***** 提示文
単に「ご挨拶したいです」だけでは先方も困ってしまうので、「こういう記事を書いていらっしゃるのを拝見しました。つきましては私達はこういった情報をご紹介したいです」というふうに相手の興味や担当分野に寄り添った情報提供をするのが重要です。

すぐにメディア掲載につながらなくても、後日、特集や企画の際に「こんな情報ありませんか?」と思い出して連絡をくださることもあります。また、自社に関係なくても、「こういう人いませんか」「こういう取組をしている会社さんを知りませんか」と相談されることも。直接的に自社の利益に繋がらなくても、そこで協力することが記者の方との関係構築につながったりします。

自分の会社を売り込もうとするより、メディアやその先にいる視聴者の視点に立つことが、結果、信頼関係に繋がります。それが自社について深く知っていただくきっかけにもなるし、そうやって取材に至るケースはとても多いですね。

ーメディア関係者と繋がりを持っておくことで、タイミングが合うときに掲載してくれることもあるんですね。

上村:そうですね。なので「自分の会社を売り込まなきゃ」「いますぐ記事にしてもらわないと」と思うことはなくて、興味を持ってもらえそうだな、この人に取材してもらいたいな、と感じる人と繋がりを作っておくと良いと思います。

自分も「この記事すごく面白いな」「この人の視点は独特で鋭いな」という方に書いてもらえたら嬉しいので、広報と記者だからと構えずに、人と人としてお付き合いすればいいのだと思います。そうすることで、メディアの視点や思考も理解できるようになるのではないでしょうか。

ー反対に、会社を守るための広報のやり方、「守りの広報」とも呼ばれていますが、この際はどのように動くと良いでしょうか?

上村:守りの広報にはいろいろなパターンがあります。

リスクを取ってこそリターンが大きい、と考えるスタートアップの経営者は多いのですが、そこで取るリスクがもし企業価値に関わるのであれば、広報として、企業ブランドの毀損や今後の業績に影響を与えないよう回避する提案をします。

さらに、外部環境によって生じてくる守りの広報もあります。
**********
## 作業指示
(a) 提示文によると、自社を売り込もうとするよりも、何をすることが結果として信頼関係に繋がるとされていますか。
(b) 提示文の「上村:そうですね。なので「自」から「になるのではないでしょうか。」までを、「記者」を「編集者」に置き換えて記してください。
***** データ
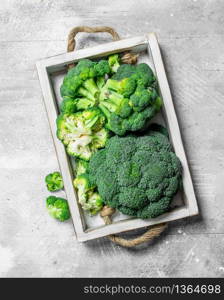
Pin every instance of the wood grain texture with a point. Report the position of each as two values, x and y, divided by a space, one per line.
191 35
**********
## 設問別回答
(a) メディアやその先にいる視聴者の視点に立つことです。

(b)
上村:そうですね。なので「自分の会社を売り込まなきゃ」「いますぐ記事にしてもらわないと」と思うことはなくて、興味を持ってもらえそうだな、この人に取材してもらいたいな、と感じる人と繋がりを作っておくと良いと思います。

自分も「この記事すごく面白いな」「この人の視点は独特で鋭いな」という方に書いてもらえたら嬉しいので、広報と編集者だからと構えずに、人と人としてお付き合いすればいいのだと思います。そうすることで、メディアの視点や思考も理解できるようになるのではないでしょうか。